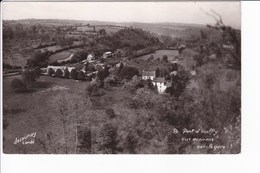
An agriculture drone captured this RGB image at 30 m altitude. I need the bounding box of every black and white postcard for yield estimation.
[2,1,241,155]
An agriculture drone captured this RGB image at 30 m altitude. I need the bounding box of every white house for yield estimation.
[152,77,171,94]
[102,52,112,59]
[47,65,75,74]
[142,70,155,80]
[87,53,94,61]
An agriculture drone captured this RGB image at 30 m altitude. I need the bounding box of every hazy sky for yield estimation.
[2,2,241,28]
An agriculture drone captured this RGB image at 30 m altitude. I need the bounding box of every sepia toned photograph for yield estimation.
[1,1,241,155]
--
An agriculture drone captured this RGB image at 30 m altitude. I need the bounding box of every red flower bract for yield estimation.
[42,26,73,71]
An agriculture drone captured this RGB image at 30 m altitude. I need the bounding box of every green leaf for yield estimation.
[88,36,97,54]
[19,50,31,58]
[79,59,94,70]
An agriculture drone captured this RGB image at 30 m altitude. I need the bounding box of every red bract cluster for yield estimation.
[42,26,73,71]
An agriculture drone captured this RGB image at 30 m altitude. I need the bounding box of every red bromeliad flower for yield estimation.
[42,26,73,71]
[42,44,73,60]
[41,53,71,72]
==
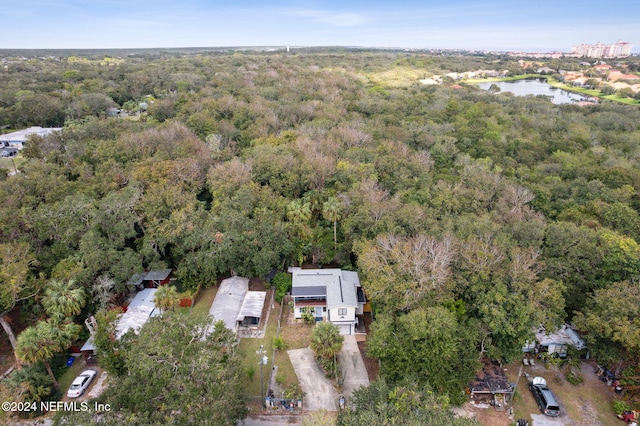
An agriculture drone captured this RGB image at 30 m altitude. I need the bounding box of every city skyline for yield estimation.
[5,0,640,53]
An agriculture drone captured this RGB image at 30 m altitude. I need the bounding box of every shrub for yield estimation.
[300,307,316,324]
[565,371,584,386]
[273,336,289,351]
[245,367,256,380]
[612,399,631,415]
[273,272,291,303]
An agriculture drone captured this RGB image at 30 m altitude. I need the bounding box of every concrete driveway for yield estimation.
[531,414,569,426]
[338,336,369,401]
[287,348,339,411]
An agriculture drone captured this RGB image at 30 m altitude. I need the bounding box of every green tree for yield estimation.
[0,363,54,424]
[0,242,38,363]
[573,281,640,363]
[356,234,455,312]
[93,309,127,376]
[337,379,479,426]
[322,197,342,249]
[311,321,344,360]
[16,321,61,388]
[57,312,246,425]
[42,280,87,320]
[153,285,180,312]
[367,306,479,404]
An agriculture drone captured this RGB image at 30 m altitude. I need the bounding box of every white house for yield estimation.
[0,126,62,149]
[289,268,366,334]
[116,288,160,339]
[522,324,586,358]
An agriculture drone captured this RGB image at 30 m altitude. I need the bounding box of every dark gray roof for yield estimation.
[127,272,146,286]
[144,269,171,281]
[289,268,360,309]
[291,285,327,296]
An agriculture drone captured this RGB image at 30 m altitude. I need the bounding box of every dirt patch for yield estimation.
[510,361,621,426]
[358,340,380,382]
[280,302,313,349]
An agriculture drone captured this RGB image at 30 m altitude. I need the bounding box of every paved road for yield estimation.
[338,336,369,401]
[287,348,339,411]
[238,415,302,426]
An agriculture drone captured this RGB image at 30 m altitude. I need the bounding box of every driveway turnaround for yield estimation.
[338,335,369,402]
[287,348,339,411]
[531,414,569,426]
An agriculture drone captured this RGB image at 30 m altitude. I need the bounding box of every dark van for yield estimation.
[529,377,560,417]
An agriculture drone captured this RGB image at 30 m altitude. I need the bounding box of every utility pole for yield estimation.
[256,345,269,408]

WRITTEN REQUEST — Rewrite the lines from the one containing "postcard for yield estimation." through the one containing "[87,53,94,61]", swapping "white house" for "red barn" and leaving everything else unchanged. Return only those lines.

FINISHED TASK —
An agriculture drone captured this RGB image at 30 m altitude. I need the bounding box of every black and white postcard for yield estimation.
[2,1,241,155]
An agriculture drone captured this RGB image at 30 m altitude. I need the bounding box of every red barn for yield estimation.
[152,77,171,94]
[102,52,112,59]
[47,65,75,74]
[142,70,155,80]
[87,53,94,61]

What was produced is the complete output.